**WHAT IS EXPECTED**
Copy the lines of the records below without any change, from the line containing "Mark the distant" through the end of the records, both ends included.

+++ INFORMATION GIVEN +++

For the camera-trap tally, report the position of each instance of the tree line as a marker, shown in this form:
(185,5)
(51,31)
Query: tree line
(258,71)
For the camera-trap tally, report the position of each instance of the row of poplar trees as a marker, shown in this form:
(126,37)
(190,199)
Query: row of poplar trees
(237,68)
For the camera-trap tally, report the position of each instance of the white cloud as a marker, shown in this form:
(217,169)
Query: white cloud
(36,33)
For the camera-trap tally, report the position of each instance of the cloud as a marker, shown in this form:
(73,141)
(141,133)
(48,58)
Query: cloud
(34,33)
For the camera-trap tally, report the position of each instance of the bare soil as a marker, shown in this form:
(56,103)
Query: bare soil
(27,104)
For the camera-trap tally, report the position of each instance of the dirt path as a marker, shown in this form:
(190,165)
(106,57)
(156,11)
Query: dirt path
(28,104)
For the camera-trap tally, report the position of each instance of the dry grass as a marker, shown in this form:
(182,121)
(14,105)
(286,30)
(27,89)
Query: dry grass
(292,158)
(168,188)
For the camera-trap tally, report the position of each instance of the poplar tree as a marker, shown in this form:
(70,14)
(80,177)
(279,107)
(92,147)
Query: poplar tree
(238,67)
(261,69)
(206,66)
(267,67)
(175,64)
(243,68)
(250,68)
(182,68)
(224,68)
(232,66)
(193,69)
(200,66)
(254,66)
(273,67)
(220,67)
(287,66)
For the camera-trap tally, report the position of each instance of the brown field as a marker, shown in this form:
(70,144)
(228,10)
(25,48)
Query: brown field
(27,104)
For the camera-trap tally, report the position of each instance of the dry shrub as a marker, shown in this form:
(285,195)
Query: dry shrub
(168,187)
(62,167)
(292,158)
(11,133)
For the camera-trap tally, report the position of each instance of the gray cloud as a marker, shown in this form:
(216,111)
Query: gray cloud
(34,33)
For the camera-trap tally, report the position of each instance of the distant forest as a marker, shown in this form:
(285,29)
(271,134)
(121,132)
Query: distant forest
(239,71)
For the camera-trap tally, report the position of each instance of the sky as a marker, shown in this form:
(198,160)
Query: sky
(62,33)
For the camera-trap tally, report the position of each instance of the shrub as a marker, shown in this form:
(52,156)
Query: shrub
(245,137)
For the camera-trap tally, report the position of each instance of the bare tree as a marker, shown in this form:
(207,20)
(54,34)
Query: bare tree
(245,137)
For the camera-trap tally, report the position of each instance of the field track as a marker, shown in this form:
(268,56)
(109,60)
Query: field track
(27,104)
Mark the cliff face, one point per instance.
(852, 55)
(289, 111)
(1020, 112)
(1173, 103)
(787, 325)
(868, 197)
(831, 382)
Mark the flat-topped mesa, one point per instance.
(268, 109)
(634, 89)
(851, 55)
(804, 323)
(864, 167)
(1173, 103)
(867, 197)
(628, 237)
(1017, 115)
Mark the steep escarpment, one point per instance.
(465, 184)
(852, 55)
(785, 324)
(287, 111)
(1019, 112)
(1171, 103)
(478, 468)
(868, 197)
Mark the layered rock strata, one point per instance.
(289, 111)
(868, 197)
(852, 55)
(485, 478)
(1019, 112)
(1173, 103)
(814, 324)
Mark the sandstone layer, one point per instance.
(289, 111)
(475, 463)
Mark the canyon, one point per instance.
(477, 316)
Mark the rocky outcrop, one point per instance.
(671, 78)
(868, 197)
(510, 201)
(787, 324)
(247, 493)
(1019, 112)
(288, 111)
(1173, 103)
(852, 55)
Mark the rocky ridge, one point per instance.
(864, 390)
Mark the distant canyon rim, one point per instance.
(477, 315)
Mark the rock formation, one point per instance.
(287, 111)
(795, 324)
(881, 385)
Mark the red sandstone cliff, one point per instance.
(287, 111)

+++

**SOLUTION TO THE EXERCISE**
Mark the distant canyon rim, one point per instance.
(477, 315)
Mark the rock formation, one point per instance.
(287, 111)
(795, 324)
(881, 385)
Mark the red sandstone cliff, one point per instance.
(287, 111)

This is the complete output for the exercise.